(Point localization data)
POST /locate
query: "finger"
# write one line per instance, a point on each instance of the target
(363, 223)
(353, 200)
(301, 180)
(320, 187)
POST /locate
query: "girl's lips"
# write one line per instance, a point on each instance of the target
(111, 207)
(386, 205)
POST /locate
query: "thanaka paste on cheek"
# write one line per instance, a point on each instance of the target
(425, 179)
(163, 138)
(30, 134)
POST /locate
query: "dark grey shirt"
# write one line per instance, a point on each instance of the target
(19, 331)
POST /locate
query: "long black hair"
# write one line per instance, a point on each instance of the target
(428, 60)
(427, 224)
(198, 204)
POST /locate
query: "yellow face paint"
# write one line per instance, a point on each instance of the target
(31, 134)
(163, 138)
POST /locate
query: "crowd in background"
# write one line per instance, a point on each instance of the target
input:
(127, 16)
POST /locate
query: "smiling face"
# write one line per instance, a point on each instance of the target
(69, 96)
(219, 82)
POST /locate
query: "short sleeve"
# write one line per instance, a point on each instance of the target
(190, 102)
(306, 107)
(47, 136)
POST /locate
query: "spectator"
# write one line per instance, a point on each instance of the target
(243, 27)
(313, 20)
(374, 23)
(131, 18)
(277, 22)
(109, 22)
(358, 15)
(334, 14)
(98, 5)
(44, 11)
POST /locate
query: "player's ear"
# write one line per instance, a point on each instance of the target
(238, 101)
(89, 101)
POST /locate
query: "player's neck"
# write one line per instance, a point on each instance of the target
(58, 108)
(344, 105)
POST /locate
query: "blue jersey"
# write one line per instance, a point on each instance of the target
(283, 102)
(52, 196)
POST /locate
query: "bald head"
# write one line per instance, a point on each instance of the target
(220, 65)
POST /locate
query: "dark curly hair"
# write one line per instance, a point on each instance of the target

**Your objective**
Using the records above, select and copy every line that has the word "player".

**Solution**
query: "player's ear"
query: "player's neck"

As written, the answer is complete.